* **Dettagli del problema**: Indica se ciascuna affermazione concorda con l'estratto selezionato, rispondendo sì o no e citando tra virgolette le parole decisive del testo. 1. La generazione di chi scrive considerava il dubbio l'unico valore. 2. Furono i padri ad accettare il relativismo senza spirito critico. 3. Oggi parlare di religione, famiglia e patria risulta un po' ingenuo.

* **Estratto selezionato**:
Eppure
la mia generazione derideva Dio, famiglia, patria. Nata dopo il
ragazzi “On the Road” (Sulla strada”, romanzo Jack Kerouac,
manifesto sessantottino), aveva assorbito in sé i valori della
modernità, teorizzati dagli intellettuali almeno un paio di secoli
prima, ma senza esserne consapevole. Semplicemente, era ovvio, il
nuovo dettava: “Religione, oppio dei popoli. Famiglia, strumenti di
controllo e prigione affettiva. Patria, una convenzione per
arricchire i mercanti d'armi”. Tutto il resto era dubbio ed il
dubbio era l'unica verità, l'unico valore. Fu l'epoca del
relativismo, che noi accettammo con la stessa acriticità con cui i
nostri padri avevano creduto nei tre punti cardine della loro
società.
Il
tempo è passato, il mondo è cambiato. Oggi parlare di religione,
famiglia, patria è un po' ingenuo, è proprio d'un idealismo da
martire per la causa, qualunque essa sia.

* **Elenco riportato**:
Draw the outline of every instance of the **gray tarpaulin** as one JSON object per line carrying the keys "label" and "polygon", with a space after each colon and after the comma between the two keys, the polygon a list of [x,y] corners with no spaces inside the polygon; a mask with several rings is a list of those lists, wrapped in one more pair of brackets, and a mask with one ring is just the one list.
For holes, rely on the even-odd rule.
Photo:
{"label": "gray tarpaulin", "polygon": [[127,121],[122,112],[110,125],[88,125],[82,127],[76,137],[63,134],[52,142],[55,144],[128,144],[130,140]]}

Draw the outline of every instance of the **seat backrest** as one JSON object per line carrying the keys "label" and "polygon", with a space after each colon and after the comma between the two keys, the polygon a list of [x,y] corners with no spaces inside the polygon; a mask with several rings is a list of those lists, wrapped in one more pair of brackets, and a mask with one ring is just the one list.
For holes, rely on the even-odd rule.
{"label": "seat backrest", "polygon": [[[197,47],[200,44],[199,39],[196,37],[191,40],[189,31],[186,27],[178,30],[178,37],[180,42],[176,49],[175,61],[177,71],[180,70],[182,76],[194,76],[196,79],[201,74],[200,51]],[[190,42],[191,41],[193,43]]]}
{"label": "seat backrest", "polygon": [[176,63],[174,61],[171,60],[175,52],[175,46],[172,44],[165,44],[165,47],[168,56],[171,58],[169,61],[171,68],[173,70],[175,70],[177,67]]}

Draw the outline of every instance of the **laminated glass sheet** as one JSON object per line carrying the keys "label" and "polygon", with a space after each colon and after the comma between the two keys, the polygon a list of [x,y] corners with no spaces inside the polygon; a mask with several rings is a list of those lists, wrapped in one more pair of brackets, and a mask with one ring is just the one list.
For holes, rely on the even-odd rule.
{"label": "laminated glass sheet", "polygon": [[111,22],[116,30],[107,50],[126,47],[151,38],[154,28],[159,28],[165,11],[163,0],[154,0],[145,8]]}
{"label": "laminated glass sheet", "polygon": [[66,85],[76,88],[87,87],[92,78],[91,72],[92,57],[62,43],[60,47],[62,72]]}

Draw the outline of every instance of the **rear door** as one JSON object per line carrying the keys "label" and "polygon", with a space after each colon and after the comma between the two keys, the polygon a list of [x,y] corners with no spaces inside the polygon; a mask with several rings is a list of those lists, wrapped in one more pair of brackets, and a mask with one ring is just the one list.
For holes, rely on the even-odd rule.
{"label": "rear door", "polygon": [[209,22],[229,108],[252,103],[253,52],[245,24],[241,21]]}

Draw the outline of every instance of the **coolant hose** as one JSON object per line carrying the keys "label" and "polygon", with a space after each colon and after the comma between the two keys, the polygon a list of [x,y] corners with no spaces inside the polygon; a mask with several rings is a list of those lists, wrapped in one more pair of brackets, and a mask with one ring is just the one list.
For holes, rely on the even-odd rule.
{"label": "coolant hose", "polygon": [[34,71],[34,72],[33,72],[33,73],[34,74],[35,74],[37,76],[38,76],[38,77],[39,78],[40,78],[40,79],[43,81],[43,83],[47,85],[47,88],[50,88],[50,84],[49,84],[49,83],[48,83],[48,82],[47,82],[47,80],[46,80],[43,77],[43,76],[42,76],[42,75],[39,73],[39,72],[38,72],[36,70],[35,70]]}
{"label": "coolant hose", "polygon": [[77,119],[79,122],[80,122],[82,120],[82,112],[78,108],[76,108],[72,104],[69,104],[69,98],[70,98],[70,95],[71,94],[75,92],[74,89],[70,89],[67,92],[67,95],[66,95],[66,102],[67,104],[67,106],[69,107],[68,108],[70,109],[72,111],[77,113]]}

* **Soluzione scritta**:
1. Sì: "il dubbio era l'unica verità, l'unico valore".
2. No: "relativismo, che noi accettammo con la stessa acriticità con cui i nostri padri avevano creduto nei tre punti cardine della loro società".
3. Sì: "Oggi parlare di religione, famiglia, patria è un po' ingenuo".